TASKS FOR THIS EXERCISE:
**1)** In the systemd-devel thread, which setting does the reply suggest for increasing the service's startup timeout?
**2)** Summarize the systemd-devel thread in two sentences.

[systemd-devel] Starting units when a port is available for connections

Thu Jun 18 11:18:56 PDT 2015

On Wed, 27.05.15 19:09, Adam Zegelin (adam at instaclustr.com) wrote:

Heya,

> I’ve successfully managed to set the service type to “notify” and
> modify C* to call sd_notify() when is ready to accept client
> connections.  Further experimentation reveals that this is not an
> ideal solution. C* can take a long time (minutes to _hours_) to
> reach the point where it will accept client connections/queries. The
> default startup timeout is 90s, which causes the service to be
> marked failed if exceeded, hence C*, with its long startup times,
> will often never get the chance to transition to “active”.

You could increase the timeout with TimeoutStartSec= for your service.

> Part of the issue for me is trying to define what “active”
> means. The man pages, for “Type=forking" services, says: "The parent
> process is expected to exit when start-up is complete and all
> communication channels are set up”. I’m assuming for “notify”
> services, sd_notify() should be called when "start-up is complete
> and all communication channels are set up”. Even if this takes
> hours?

Yes, that should be fine.

> Cassandra exposes a number of inet ports of interest:

> - Client connection ports for running queries via Cassandra Query
>   Language (CQL)/Thrift (RPC) — this is what most clients use to
>   query the database (i.e., to run `SELECT * FROM …` style queries)

> - JMX (Java Management Extensions) for performing management
>   operations — the C* and 3rd-party management tools use this to
>   call management functions and to collect statistics/metrics about
>   the JVM and C*.
> 
> The JMX socket is available a few seconds after the process is running.
> 
> The CQL/Thrift ports can take far longer to become available —
> sometimes hours after the process starts. Cassandra only starts
> listening on these ports once it has joined the cluster of nodes &
> has synchronised its state. State synchronisation may require
> bootstrapping & copying large amounts of data across the network and
> hence take a long time to complete.
> 
> Currently my dependent C* client units simply spin-wait, attempting
> to establish a connection to C*. This seems like duplicated effort
> and makes these services more complex than they need to be.

EXCERPTED DATA:
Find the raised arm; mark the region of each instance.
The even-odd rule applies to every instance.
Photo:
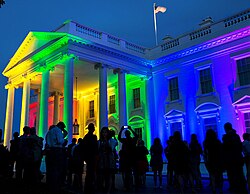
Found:
[[[134,137],[135,137],[136,139],[138,139],[139,136],[138,136],[138,134],[132,129],[132,127],[131,127],[131,126],[128,126],[128,128],[129,128],[129,130],[133,133]]]
[[[122,142],[123,140],[123,138],[122,138],[122,131],[124,130],[124,127],[122,127],[121,128],[121,130],[120,130],[120,132],[119,132],[119,134],[118,134],[118,140],[120,141],[120,142]]]

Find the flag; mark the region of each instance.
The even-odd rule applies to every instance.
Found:
[[[155,6],[155,14],[158,12],[162,12],[164,13],[167,10],[166,7],[162,7],[162,6]]]

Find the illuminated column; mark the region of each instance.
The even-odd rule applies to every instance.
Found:
[[[4,145],[9,148],[12,137],[13,110],[14,110],[15,88],[8,88],[8,98],[6,105],[5,127],[4,127]]]
[[[54,117],[53,124],[56,125],[59,121],[59,105],[60,105],[60,93],[54,93]]]
[[[40,113],[39,113],[39,130],[38,134],[45,137],[48,130],[48,108],[49,108],[49,70],[44,70],[42,73],[42,85],[40,96]]]
[[[97,64],[95,69],[99,69],[99,129],[101,129],[108,126],[107,67]]]
[[[20,121],[20,135],[23,134],[23,127],[29,125],[29,105],[30,105],[30,80],[23,82],[22,111]]]
[[[41,90],[37,90],[36,128],[39,129]]]
[[[119,126],[127,125],[127,104],[126,104],[126,73],[121,69],[115,69],[118,73],[118,95],[119,95]]]
[[[73,128],[73,83],[74,83],[74,58],[69,58],[64,66],[64,106],[63,122],[68,131],[68,141],[72,139]]]

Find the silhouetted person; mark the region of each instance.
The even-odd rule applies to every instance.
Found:
[[[162,188],[162,169],[163,169],[163,159],[162,159],[163,147],[161,145],[160,138],[155,138],[154,143],[150,148],[150,166],[154,172],[154,187],[157,188],[157,177],[159,177],[159,188]]]
[[[169,153],[173,157],[175,177],[180,191],[183,193],[185,180],[190,174],[190,152],[188,146],[182,140],[181,133],[179,131],[174,132],[173,143],[171,144]],[[190,181],[190,184],[192,184],[192,181]]]
[[[72,148],[72,171],[74,174],[73,187],[82,191],[82,174],[84,167],[83,139],[79,138],[78,143]]]
[[[19,152],[19,133],[13,133],[13,139],[10,140],[10,169],[11,176],[13,175],[14,165],[17,161]]]
[[[0,142],[0,178],[9,175],[10,153],[7,146]]]
[[[243,134],[243,153],[244,153],[244,160],[246,164],[246,169],[247,169],[247,185],[248,189],[250,189],[250,134],[249,133],[244,133]]]
[[[197,135],[191,135],[191,142],[189,144],[190,150],[190,167],[193,180],[195,181],[197,188],[202,188],[201,172],[200,172],[200,160],[202,154],[201,144],[198,142]]]
[[[31,180],[30,183],[34,183],[35,186],[40,183],[41,181],[41,163],[42,163],[42,150],[43,150],[43,138],[39,137],[36,134],[36,128],[31,127],[30,128],[30,136],[28,137],[28,140],[30,140],[32,145],[32,152],[33,152],[33,161],[31,163]]]
[[[112,144],[114,145],[114,149],[113,149],[113,154],[114,154],[114,158],[115,158],[115,171],[112,173],[112,183],[111,183],[111,189],[112,191],[115,191],[116,188],[115,188],[115,174],[117,173],[117,166],[116,166],[116,163],[118,161],[118,153],[117,153],[117,150],[116,150],[116,147],[118,146],[118,140],[116,139],[115,137],[115,131],[114,130],[110,130],[110,141],[112,142]]]
[[[210,185],[213,193],[216,188],[222,193],[223,188],[223,152],[222,143],[217,138],[213,129],[206,131],[206,137],[203,142],[204,162],[209,173]]]
[[[27,141],[28,136],[30,135],[30,127],[25,126],[23,128],[23,135],[20,136],[19,142],[19,152],[18,159],[16,163],[16,177],[19,183],[22,180],[28,184],[28,168],[29,163],[33,159],[32,151],[30,149],[31,145],[29,141]]]
[[[125,138],[122,137],[122,132],[125,130]],[[134,137],[131,137],[131,132]],[[138,135],[130,126],[123,126],[118,134],[118,140],[122,143],[120,155],[120,171],[123,177],[123,183],[126,190],[131,189],[133,182],[132,171],[135,168],[135,149],[138,140]]]
[[[116,143],[116,144],[114,144]],[[112,188],[112,174],[115,172],[114,150],[117,142],[111,138],[108,127],[103,127],[98,140],[98,188],[105,193],[110,193]]]
[[[71,143],[67,148],[67,183],[72,184],[72,174],[73,174],[73,148],[76,146],[77,139],[72,138]]]
[[[84,158],[87,164],[84,192],[92,194],[95,192],[95,174],[97,160],[97,136],[94,135],[95,126],[93,123],[88,125],[88,133],[83,138]]]
[[[147,155],[149,154],[148,149],[144,145],[143,140],[138,140],[136,146],[136,168],[135,174],[136,186],[141,186],[146,184],[146,172],[148,171],[148,159]]]
[[[247,193],[240,137],[236,134],[236,130],[232,128],[231,123],[225,123],[224,129],[226,134],[222,138],[223,155],[230,190],[235,193]]]
[[[46,183],[51,192],[59,193],[63,184],[64,150],[68,132],[63,122],[50,126],[46,140]]]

COMPLETE ANSWERS:
**1)** TimeoutStartSec=

**2)** A user who made Cassandra call sd_notify() once it can accept client connections reports that its startup can take minutes to hours, longer than the default 90-second start timeout. The reply suggests raising the limit with TimeoutStartSec= and confirms that signaling readiness after hours of startup should be fine, while the user notes that the JMX port opens within seconds but the CQL/Thrift client ports open only after the node joins the cluster and synchronizes its state, leaving dependent client units to spin-wait.